[Problem to solve]:
Write out all the entries word for word and omit any pictures.

[Extracted data]:
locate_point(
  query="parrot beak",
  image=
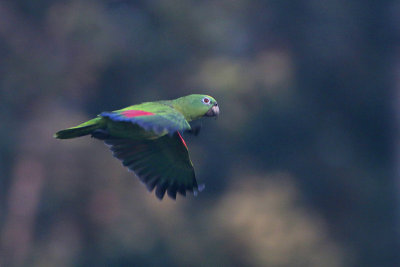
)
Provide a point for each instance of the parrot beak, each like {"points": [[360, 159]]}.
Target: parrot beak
{"points": [[213, 112]]}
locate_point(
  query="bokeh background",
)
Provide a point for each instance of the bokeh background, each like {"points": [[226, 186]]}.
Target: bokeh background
{"points": [[299, 167]]}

[Solution to the problem]:
locate_point(
  query="parrot beak",
  image=
)
Provide a point for each instance of the parrot beak, each like {"points": [[360, 159]]}.
Target: parrot beak
{"points": [[213, 112]]}
locate_point(
  query="bokeh background",
)
Provide a point for each instance of the bokeh background, each like {"points": [[226, 186]]}.
Target: bokeh background
{"points": [[299, 167]]}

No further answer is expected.